• **Parts of the exercise**:
1 – Who, according to the article on Soulbound Tokens, released the whitepaper describing Decentralised Society and Soulbound tokens? Name all of them.
2 – Which game gave Soulbound Tokens their name, according to the article on them?
3 – Summarize the article on Soulbound Tokens in two sentences.

• **Exercise passage**:
****************

All you need to know about Soulbound Tokens (SBT)

Ethereum co-founder Vitalik Buterin, lawyer Puja Ohlhaver, and economist/social technologist E. Glen Weyl released a whitepaper in May that described Decentralised Society (DeSoc) and Soulbound tokens (SBTs) in detail. The term “Soulbound” came from the World of Warcraft game and was previously mentioned in Vitalik’s blog in January. Soulbound Tokens are digital identity tokens that represent a person or entity’s characteristics, features, and accomplishments. SBT issuance is limited to “Souls,” which represent blockchain accounts or wallets and cannot be passed on.

Soulbound Tokens explained

Unlike regular NFTs, SBTs can never be transferred. These types of tokens are linked to a special blockchain address called a Soul. Soulbound items cannot be sold or transferred. Once collected, Soulbound objects are “bonded” to the player’s “soul.” Soulbound tokens represent a person’s identity, held on a blockchain. This data could include medical records, work history, and any other type of information that makes up a person or entity. The wallets that hold or issue these records are called “Souls.”

The Soul could be seen as a digital wallet where people store different aspects of their lives. By having verifiable souls and SBTs, people can build up a Web3 reputation based on their previous actions and experiences. On the other hand, a Soul might represent someone who distributes SBTs. For example, companies may be Souls that provide each worker with an SBT. A digital country club could give out SBTs as proof of membership.

What can Soulbound Tokens be used for

The idea and its applications are still being studied as of September 2022. According to the white paper, SBTs could help move Web3 forward by reducing reliance on centralized structures in Web2. SBTs are attempting to move us away from the “hyper-financialization” of blockchain and discourage the use of NFTs as status symbols. The pseudonymous and trustless nature of Web3 can make it difficult to know who to trust.

SBTs help by creating socially verifiable reputations. A team’s or individual’s reputation greatly influences how much faith the community is willing to place in them. You’re probably more careful when working with someone with a history of cheating investors or not finishing projects instead of dealing confidently with someone with a solid track record.

How SBTs can be used in the digital world:

– Properly managing medical record – Storing digital ID cards and membership – Enables certifying your achievements, such as job history or education – A method of verifying that guests have actually attended an event – much like a ‘Proof of Attendance Protocol.’

– Allow users to establish verifiable, digital reputations based on their prior conduct. This may help you monitor a user’s decentralized finance (DeFi) borrowing track record and provide loan – Introducing a voting system that uses a person’s reputation to decide how they vote in a decentralized autonomous organization. This could help reduce the risk of Sybil attacks on DAOs. – Using social recovery to gain access to an individual’s lost private key

Examples of SBTs in action

At this moment, SBTs only exist on paper. However, Glen Weyl, who helped write the original SBT whitepaper, believes that by the end of 2022, there will be multiple use cases for SBTs. In recent weeks Binance has also created its own SBT, Binance Account Bound (BAB). The BAB token is non-transferable, has no monetary value, and is the first-ever SBT issued on the BNB Chain. BAB aims to tackle identity verification issues in Web3 by acting as a digital verification tool for users who have completed KYC with Binance.

****************

• **Stored dataset items**:

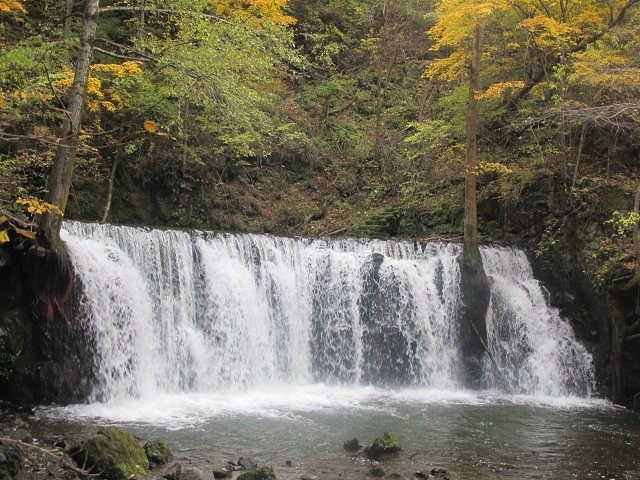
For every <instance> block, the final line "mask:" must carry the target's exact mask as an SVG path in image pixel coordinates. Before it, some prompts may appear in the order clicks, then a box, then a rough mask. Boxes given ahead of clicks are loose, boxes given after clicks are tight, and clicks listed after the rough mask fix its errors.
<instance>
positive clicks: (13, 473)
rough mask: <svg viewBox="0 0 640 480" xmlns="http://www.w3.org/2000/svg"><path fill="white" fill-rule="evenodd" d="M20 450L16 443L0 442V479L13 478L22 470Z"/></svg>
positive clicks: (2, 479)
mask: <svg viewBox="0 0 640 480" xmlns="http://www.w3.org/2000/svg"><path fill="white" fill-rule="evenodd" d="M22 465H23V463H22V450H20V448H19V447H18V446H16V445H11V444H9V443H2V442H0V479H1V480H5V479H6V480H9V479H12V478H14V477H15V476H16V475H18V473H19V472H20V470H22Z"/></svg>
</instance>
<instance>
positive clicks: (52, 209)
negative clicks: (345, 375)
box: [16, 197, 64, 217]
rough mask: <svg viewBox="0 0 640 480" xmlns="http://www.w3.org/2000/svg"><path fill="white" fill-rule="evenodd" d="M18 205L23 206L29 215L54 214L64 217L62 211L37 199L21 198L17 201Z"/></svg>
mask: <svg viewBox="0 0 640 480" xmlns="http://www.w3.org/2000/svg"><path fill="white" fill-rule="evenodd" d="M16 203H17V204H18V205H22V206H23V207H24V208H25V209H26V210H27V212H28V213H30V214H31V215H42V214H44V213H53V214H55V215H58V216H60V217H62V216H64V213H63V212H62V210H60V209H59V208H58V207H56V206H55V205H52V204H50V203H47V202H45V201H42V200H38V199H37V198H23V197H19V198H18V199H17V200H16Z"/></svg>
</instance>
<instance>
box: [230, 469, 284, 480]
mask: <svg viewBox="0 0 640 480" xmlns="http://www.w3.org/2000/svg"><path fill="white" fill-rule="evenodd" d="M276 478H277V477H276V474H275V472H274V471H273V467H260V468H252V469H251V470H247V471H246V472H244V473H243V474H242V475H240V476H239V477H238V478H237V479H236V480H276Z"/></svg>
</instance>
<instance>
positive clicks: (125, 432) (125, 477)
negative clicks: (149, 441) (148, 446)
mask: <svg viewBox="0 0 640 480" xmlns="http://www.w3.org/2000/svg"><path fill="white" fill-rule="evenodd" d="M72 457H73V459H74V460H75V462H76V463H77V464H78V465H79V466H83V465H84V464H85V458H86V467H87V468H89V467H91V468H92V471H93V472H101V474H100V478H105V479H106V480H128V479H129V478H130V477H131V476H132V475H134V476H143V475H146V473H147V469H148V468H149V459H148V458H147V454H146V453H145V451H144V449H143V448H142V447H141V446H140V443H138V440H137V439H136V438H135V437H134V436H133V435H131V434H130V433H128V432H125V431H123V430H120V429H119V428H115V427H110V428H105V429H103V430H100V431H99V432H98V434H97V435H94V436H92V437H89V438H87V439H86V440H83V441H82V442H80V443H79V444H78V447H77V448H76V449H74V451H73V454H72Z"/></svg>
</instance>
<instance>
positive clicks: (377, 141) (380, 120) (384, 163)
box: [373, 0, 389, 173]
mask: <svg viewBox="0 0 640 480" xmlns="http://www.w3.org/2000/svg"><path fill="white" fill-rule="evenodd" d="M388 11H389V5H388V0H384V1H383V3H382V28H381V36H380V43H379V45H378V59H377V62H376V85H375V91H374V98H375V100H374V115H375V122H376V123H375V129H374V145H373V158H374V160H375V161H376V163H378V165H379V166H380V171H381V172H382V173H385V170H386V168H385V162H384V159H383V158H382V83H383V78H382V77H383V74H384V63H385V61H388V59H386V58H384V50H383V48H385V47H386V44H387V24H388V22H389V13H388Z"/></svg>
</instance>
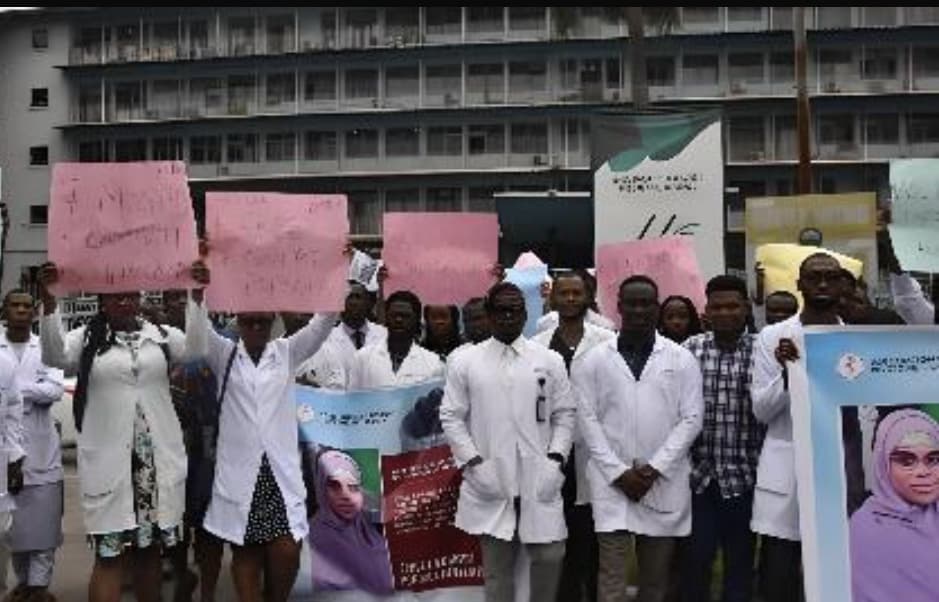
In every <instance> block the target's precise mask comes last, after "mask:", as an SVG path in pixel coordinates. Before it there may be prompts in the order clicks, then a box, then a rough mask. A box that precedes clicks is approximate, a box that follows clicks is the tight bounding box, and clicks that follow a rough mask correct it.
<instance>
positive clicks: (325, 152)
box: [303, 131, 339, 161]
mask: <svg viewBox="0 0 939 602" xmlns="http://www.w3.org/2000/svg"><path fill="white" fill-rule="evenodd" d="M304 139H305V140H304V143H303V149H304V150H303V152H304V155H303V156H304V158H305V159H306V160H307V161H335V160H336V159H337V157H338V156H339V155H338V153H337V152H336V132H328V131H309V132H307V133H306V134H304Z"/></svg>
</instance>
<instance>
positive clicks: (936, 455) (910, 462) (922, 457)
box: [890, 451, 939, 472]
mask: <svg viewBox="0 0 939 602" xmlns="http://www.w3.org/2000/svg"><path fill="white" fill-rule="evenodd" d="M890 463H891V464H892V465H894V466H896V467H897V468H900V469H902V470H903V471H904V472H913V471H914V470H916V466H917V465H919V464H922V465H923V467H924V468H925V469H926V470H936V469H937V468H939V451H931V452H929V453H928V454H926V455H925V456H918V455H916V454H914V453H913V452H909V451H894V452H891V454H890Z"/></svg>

****************

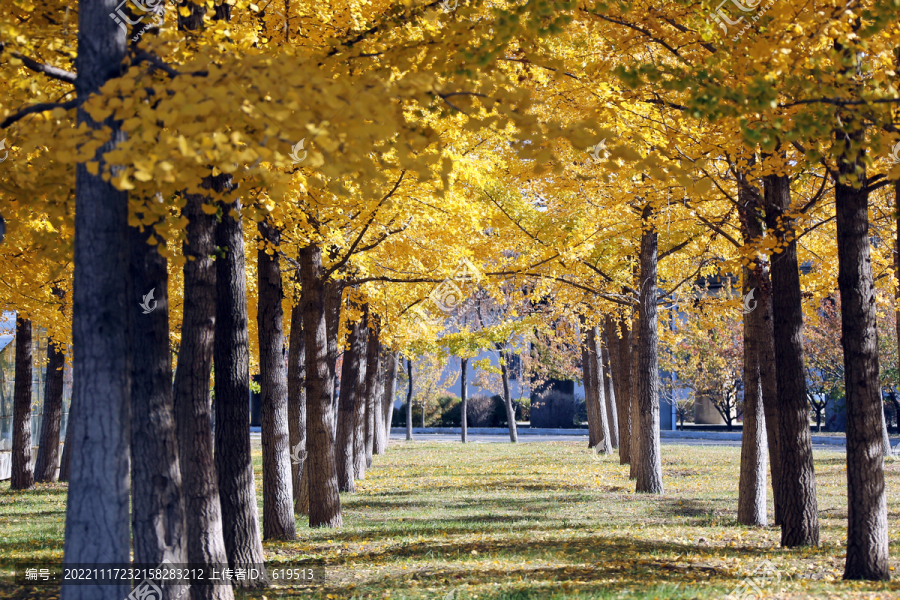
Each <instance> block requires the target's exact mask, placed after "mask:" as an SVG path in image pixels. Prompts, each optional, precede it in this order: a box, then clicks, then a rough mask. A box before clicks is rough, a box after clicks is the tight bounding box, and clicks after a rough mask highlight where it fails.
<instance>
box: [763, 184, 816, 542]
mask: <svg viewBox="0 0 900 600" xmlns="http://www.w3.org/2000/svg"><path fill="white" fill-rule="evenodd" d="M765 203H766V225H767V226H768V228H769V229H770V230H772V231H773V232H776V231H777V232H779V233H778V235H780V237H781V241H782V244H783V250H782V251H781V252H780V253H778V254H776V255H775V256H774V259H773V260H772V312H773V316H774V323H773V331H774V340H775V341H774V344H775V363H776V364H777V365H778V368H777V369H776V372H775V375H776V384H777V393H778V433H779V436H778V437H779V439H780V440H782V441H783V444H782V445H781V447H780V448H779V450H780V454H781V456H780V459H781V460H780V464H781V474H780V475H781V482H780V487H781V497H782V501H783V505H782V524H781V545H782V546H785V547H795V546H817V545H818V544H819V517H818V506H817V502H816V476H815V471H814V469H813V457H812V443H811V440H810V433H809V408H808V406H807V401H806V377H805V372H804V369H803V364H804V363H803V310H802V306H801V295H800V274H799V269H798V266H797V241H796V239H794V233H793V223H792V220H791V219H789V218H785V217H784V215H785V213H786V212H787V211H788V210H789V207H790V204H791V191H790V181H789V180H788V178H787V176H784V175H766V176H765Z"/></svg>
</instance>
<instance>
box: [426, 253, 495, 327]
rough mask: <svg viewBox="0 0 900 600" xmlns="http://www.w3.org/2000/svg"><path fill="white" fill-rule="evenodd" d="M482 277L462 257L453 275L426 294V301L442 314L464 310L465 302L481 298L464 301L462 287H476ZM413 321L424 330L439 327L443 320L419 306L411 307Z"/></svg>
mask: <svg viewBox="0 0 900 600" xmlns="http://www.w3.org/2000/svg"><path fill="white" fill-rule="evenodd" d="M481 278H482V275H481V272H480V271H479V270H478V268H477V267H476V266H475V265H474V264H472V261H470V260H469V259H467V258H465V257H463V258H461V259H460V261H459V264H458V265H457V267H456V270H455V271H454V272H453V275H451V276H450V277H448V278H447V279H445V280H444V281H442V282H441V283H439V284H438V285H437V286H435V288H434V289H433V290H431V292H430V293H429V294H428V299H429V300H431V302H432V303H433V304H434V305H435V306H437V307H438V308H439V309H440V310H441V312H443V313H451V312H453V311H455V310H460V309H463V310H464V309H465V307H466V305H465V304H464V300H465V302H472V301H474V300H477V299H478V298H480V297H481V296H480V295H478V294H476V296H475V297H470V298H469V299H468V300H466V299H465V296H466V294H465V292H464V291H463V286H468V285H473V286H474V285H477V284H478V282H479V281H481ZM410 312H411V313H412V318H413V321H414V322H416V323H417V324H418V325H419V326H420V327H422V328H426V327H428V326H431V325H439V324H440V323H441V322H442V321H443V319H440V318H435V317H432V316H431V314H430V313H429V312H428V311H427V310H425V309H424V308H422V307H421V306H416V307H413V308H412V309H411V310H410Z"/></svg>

****************

• **Solutions per task**:
1 – Vitalik Buterin, Puja Ohlhaver, and E. Glen Weyl.

2 – World of Warcraft.

3 – Soulbound Tokens are non-transferable digital identity tokens, described in a May whitepaper by Vitalik Buterin, Puja Ohlhaver, and E. Glen Weyl, that are linked to blockchain accounts or wallets called Souls and represent a person's or entity's characteristics, features, and accomplishments. They could be used for medical records, membership, certifying achievements, and building verifiable reputations, and although SBTs exist only on paper for now, Binance has created its own, Binance Account Bound (BAB).